任务说明 a:
请更新下面所有记录：把其中的"cookie"一律改成"biscuit"，其他内容保持不变。答案中不要包含图片。

阅读摘录:
****************************************

POJ1741--Tree （树的点分治） 求树上距离小于等于k的点对数

Tree

Time Limit: 1000MS		Memory Limit: 30000K
Total Submissions: 12276		Accepted: 3886

Description

Give a tree with n vertices,each edge has a length(positive integer less than 1001).
Define dist(u,v)=The min distance between node u and v.
Give an integer k,for every pair (u,v) of vertices is called valid if and only if dist(u,v) not exceed k.
Write a program that will count how many pairs which are valid for a given tree.
Input

The input contains several test cases. The first line of each test case contains two integers n, k. (n<=10000) The following n-1 lines each contains three integers u,v,l, which means there is an edge between node u and v of length l.
The last test case is followed by two zeros.
Output

For each test case output the answer on a single line.
Sample Input

5 4
1 2 3
1 3 1
1 4 2
3 5 1
0 0

Sample Output

8

题意：求树上距离小于等于k的点对数。。

我是用 点的分治做的，，据说还可以用启发式合并做，，附上链接http://blog.csdn.net/asdfgh0308/article/details/39845489。。挖个坑。

定义树的重心 s 为 删除s点后的 最大子树的点数 小于n/2。 那么对于任意满足条件的点对 有两种情况，，

其路径 1要么经过s 2要么不经过s。。

对于1 我们只需要 求出 以s为根的子树的点到s的距离即可。。

对于2 可以递归处理 分解为 多个1。。然后就可以求出来了。。

复杂度为nlogn*logn

#include <set>
#include <map>
#include <cmath>
#include <ctime>
#include <queue>
#include <stack>
#include <cstdio>
#include <string>
#include <vector>
#include <cstdlib>
#include <cstring>
#include <iostream>
#include <algorithm>
using namespace std;
typedef unsigned long long ull;
typedef long long ll;
const int inf = 0x3f3f3f3f;
const double eps = 1e-8;
const int maxn = 1e4+10;
struct Edge
{
int to, len;
Edge (int _x, int _len)
{
to = _x;
len = _len;
}
};
vector<Edge>G[maxn << 1];
int siz[maxn];
bool vis[maxn];
void Get_size(int root, int father)
{
siz[root] = 1;
for (int i = 0; i < G[root].size(); i++)
{
int v = G[root][i].to;
if (v == father || vis[v] == true)

****************************************

数据记录:

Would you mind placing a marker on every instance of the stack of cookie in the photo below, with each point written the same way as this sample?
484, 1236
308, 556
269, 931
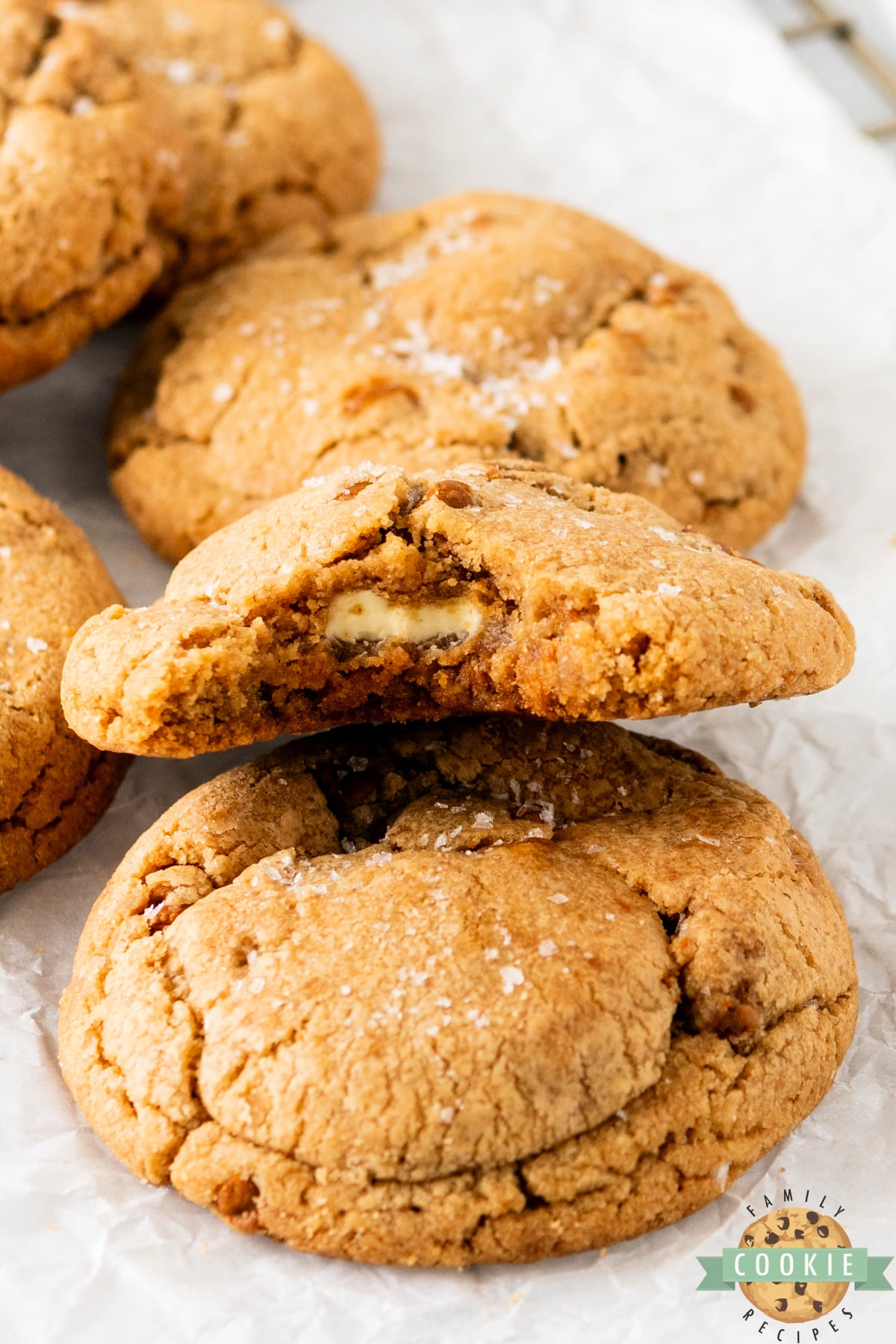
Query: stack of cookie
469, 974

****************************************

任务说明 b:
从上面讲树的点分治的文章中抄录一段，从"The input contains"起，到"a single line."止。

完成答案 a:
Would you mind placing a marker on every instance of the stack of biscuit in the photo below, with each point written the same way as this sample?
484, 1236
308, 556
269, 931
Query: stack of biscuit
469, 974

完成答案 b:
The input contains several test cases. The first line of each test case contains two integers n, k. (n<=10000) The following n-1 lines each contains three integers u,v,l, which means there is an edge between node u and v of length l.
The last test case is followed by two zeros.
Output

For each test case output the answer on a single line.